## Listing
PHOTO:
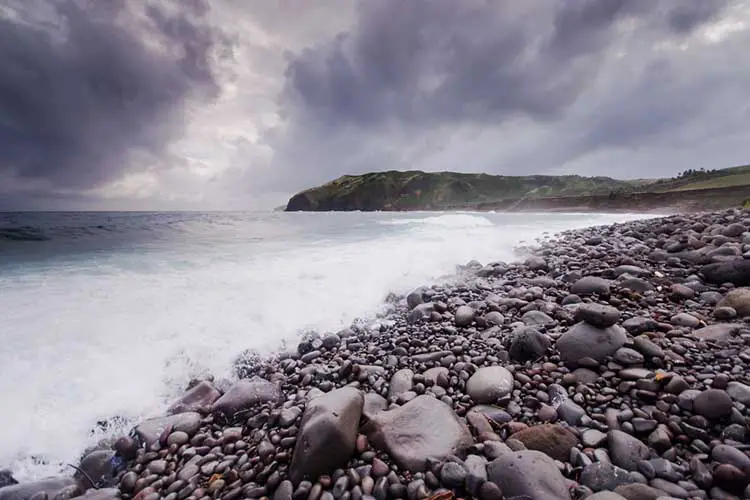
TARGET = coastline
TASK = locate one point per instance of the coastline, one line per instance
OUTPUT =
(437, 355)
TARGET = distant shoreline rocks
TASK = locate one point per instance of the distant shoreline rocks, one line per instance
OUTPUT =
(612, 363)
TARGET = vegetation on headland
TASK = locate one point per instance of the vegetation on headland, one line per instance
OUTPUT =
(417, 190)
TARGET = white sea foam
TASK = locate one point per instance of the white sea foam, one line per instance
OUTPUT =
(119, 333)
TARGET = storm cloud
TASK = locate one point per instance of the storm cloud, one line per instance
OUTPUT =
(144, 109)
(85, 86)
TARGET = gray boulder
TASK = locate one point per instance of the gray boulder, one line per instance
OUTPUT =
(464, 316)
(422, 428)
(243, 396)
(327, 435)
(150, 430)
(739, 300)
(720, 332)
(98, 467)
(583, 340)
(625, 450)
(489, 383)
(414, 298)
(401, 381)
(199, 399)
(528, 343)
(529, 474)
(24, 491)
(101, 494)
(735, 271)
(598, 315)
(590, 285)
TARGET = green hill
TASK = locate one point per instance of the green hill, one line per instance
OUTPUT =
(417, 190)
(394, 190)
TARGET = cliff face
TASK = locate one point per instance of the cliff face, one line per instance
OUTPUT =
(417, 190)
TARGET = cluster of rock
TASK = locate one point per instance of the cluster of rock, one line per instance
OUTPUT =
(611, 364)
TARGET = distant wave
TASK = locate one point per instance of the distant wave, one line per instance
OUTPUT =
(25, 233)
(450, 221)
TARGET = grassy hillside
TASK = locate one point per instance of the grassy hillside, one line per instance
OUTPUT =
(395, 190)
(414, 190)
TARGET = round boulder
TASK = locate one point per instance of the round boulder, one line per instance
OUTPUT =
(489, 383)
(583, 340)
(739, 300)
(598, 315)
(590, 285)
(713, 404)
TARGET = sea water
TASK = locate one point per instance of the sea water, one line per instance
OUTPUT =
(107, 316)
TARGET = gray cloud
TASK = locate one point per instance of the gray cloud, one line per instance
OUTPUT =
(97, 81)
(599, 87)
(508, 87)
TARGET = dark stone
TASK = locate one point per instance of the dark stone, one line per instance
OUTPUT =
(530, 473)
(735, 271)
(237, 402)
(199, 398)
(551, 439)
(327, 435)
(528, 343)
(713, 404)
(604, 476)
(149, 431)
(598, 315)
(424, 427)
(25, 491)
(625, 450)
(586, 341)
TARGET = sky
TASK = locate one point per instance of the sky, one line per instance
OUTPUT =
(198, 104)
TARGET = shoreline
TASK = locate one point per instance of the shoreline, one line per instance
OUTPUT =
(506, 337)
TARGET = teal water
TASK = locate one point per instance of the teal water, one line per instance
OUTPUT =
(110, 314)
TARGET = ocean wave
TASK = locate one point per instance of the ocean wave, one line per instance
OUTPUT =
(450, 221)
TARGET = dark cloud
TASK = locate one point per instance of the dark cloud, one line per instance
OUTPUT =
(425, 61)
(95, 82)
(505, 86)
* * *
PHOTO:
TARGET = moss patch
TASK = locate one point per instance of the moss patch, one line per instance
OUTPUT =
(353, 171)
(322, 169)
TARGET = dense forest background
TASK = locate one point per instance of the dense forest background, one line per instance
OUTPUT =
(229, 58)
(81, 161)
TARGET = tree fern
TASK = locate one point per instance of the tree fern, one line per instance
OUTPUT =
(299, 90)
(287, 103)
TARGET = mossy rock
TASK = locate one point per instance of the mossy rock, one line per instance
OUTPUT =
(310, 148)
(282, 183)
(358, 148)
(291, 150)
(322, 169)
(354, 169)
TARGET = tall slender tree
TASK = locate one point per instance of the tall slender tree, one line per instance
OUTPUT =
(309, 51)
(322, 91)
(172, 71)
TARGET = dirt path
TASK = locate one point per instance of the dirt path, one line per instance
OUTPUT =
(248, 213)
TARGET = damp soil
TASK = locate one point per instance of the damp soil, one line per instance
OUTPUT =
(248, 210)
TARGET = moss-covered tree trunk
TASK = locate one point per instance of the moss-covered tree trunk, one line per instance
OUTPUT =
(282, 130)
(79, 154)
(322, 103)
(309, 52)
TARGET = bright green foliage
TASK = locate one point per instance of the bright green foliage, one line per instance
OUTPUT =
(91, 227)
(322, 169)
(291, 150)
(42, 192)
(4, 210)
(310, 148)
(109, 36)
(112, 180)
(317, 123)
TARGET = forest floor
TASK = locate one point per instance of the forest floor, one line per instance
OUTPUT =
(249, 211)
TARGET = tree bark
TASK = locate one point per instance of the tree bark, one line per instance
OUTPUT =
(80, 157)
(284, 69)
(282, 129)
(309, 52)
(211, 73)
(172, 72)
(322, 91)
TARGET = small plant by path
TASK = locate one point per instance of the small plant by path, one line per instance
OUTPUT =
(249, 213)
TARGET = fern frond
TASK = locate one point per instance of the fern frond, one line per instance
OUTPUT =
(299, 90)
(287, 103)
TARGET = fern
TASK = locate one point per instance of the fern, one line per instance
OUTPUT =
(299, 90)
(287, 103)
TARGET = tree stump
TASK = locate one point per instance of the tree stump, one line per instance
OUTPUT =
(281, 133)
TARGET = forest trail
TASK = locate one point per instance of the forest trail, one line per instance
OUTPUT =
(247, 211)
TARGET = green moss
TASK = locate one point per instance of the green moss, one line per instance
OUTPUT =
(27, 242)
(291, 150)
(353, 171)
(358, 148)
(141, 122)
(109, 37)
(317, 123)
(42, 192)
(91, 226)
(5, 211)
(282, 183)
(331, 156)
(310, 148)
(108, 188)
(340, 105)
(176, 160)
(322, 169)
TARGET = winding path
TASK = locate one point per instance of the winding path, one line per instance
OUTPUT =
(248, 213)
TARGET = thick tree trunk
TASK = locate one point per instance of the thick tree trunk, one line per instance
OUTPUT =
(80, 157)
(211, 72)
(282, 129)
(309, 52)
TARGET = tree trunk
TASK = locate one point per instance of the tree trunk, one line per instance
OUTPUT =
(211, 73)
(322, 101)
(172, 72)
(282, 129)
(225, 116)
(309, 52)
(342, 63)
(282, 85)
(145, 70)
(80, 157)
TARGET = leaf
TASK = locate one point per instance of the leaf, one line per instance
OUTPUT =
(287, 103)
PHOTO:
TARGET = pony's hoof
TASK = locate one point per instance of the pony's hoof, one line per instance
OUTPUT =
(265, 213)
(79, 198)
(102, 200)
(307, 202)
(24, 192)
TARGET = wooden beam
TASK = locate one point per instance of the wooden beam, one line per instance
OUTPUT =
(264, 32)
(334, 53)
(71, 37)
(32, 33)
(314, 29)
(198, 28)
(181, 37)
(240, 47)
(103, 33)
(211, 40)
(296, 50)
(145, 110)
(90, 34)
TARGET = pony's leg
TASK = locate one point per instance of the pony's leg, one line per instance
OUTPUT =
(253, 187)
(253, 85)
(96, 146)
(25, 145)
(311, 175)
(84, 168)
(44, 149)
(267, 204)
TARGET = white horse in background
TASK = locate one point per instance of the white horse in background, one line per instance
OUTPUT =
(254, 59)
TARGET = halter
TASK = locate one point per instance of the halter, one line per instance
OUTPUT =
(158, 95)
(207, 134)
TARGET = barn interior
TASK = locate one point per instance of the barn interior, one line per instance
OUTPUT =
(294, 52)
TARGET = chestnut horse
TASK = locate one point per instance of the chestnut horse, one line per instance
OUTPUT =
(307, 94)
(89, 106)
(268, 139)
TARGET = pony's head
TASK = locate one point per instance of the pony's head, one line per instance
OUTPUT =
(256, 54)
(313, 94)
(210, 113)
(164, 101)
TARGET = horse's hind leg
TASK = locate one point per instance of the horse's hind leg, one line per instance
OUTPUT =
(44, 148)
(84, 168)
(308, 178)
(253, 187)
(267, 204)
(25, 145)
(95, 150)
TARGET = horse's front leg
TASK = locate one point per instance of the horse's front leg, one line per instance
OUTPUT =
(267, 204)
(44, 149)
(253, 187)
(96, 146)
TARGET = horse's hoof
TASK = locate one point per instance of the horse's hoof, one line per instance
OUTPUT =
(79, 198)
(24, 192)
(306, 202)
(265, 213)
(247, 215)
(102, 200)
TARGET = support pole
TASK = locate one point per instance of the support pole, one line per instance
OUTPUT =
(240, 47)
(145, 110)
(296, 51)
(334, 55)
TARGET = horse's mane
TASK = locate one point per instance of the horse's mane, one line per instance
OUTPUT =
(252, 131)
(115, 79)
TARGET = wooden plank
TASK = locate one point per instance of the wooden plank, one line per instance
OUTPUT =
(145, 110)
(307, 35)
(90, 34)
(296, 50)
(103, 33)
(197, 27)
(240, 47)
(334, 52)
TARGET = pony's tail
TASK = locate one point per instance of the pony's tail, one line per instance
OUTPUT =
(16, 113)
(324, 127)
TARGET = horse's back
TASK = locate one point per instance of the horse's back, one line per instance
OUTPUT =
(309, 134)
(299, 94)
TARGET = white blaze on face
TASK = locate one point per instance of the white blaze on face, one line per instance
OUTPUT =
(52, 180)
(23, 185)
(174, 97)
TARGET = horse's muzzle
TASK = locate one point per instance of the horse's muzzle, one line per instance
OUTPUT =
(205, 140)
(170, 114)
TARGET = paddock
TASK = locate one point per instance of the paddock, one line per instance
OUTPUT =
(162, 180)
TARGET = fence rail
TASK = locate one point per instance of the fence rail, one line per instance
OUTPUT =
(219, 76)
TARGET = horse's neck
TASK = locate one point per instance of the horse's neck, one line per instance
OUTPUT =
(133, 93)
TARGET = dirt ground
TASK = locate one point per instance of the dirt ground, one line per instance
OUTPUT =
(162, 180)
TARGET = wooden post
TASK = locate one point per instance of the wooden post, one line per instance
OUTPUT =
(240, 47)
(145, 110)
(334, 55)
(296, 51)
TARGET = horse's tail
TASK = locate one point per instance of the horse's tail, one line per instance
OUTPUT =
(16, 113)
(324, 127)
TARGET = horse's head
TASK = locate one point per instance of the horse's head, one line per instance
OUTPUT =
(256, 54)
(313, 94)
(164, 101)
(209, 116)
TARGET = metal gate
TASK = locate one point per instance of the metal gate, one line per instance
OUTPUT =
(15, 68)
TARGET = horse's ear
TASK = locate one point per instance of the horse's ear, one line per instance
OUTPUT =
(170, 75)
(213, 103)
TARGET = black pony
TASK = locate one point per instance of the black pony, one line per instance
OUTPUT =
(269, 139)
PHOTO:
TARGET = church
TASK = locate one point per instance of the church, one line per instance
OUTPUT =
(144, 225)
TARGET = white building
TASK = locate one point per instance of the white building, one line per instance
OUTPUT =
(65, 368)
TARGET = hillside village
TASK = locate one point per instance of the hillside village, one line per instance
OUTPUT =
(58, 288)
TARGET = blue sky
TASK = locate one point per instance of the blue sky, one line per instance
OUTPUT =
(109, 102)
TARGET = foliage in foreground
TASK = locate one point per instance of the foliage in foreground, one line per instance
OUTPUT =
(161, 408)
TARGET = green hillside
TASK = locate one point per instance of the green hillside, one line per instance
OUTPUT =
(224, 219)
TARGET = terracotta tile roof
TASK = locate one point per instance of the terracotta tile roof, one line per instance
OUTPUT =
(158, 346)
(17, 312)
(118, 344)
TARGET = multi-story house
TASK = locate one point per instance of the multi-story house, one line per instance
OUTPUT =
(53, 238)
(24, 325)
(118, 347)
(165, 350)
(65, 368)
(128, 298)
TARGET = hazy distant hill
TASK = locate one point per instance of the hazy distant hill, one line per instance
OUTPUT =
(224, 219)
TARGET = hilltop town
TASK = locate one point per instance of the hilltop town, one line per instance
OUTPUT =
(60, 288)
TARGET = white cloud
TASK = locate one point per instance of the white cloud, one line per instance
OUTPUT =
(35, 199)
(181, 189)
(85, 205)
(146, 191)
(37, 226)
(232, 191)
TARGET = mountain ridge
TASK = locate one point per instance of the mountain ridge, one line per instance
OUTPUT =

## Goal of the exercise
From the listing above, pull out every line that contains the word "stump".

## Solved exercise
TARGET = tree stump
TASK = locate one point per instance of the tree stump, one line per instance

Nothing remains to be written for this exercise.